Énoncé A:
Reproduisez fidèlement le passage sur la musique générée par l'IA compris entre "Marginale en termes" et "à l’horizon 2028.", bornes incluses.

Les revenus des "vrais" artistes menacés
Cependant, ce type de succès est encore rare. À ce jour, la part d'écoute des artistes virtuels reste infime : moins d'1 %, selon Deezer et Spotify. Pour dégager des revenus, la plupart s'appuient sur un modèle proche de celui des créateurs de contenus, dont les revenus proviennent essentiellement des vues sur YouTube et TikTok ou encore des plateformes d’abonnements payantes.
D'autres utilisateurs peuvent aussi être tentés par la fraude. Le cas de Michael Smith est emblématique. Cet Américain a été inculpé pour avoir indument perçu plus de 10 millions de dollars de redevances. Ce dernier avait mis en ligne des centaines de milliers de chansons générées par l'IA puis a utilisé des robots pour jouer chacune d'entre elles.
Marginale en termes d'écoutes, cette vague de l'IA générative, n'en constitue pas moins une menace de submersion pour les artistes traditionnels. Selon une étude de la Confédération internationale des sociétés d’auteurs et compositeurs, l’IA pourrait réduire de 24 % les revenus des créateurs du secteur musical à l’horizon 2028.
"Au vu du fonctionnement de rémunération des plateformes, c'est un énorme problème. Les artistes ne sont pas rémunérés par les écoutes mais par la part de marché qu'il représente. Plus la masse grandit, moins la rémunération potentielle est importante", explique Frédéric Maigne, directeur de Chinese Man Records, le label du groupe de hip-hop du même nom, qui appelle à une meilleure régulation.
Tant que les titres générés par ordinateur ne contreviennent pas aux règles liées à l’usurpation d’identité ou au spam, les plateformes ont longtemps refusé de jouer la police de l'IA. Mais, petit à petit, des garde-fous apparaissent : depuis juin, Deezer impose un étiquetage des contenus IA qui se retrouvent moins bien référencés. De son côté, Spotify a adopté une norme mondiale développée par le consortium DDEX (Digital Data Exchange) qui encourage les labels et les artistes à détailler précisément l’usage de l’IA dans leur processus créatif.
Vers des accords avec les majors ?
"On parle désormais de titres hybrides, c'est-à-dire qui ont été créés partiellement avec l'IA générative. Il devient alors très difficile de savoir exactement ce qui s'est passé d'un point de vue créatif", détaille François Pachet.

Listing source:

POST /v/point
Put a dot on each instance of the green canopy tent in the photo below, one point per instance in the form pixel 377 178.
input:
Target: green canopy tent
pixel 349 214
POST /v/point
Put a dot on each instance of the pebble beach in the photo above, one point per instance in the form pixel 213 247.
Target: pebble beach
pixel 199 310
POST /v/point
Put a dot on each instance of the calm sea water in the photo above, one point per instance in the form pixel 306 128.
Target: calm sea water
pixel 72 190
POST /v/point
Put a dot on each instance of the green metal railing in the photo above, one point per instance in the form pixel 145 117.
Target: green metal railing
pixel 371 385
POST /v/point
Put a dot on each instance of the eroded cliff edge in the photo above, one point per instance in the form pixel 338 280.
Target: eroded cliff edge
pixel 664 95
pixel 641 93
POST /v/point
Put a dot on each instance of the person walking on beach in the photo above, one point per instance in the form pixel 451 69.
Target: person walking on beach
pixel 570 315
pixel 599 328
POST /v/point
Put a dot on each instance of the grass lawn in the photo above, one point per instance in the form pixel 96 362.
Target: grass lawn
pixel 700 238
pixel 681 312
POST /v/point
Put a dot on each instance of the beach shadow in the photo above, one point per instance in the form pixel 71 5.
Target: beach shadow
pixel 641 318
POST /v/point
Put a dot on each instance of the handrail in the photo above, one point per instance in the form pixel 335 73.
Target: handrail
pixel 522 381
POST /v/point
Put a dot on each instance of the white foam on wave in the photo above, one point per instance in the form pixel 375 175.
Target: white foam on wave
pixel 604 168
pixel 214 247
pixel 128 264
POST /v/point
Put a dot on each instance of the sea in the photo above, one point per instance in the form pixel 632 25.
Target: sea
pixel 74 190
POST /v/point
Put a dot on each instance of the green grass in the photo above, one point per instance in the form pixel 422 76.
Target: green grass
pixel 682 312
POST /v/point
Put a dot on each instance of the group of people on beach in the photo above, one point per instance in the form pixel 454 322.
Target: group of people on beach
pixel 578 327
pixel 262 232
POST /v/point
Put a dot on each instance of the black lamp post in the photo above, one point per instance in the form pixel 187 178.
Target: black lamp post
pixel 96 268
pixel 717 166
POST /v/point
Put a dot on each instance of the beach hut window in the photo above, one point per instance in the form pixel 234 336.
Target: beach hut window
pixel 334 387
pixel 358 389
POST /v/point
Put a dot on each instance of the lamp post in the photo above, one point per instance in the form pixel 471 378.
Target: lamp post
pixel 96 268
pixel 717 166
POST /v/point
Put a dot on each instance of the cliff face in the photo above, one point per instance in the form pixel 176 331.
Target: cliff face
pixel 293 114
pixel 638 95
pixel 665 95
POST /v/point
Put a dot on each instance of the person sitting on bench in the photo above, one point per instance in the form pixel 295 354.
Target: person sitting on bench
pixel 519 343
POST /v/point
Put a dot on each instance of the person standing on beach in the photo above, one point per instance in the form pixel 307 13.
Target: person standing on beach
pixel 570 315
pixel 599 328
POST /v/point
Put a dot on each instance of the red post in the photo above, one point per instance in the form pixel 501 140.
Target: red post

Énoncé B:
Recopiez telles quelles les lignes du listing, depuis la toute première jusqu'à celle qui contient "pixel 349 214", toutes deux incluses.

Bonne réponse A:
Marginale en termes d'écoutes, cette vague de l'IA générative, n'en constitue pas moins une menace de submersion pour les artistes traditionnels. Selon une étude de la Confédération internationale des sociétés d’auteurs et compositeurs, l’IA pourrait réduire de 24 % les revenus des créateurs du secteur musical à l’horizon 2028.

Bonne réponse B:
POST /v/point
Put a dot on each instance of the green canopy tent in the photo below, one point per instance in the form pixel 377 178.
input:
Target: green canopy tent
pixel 349 214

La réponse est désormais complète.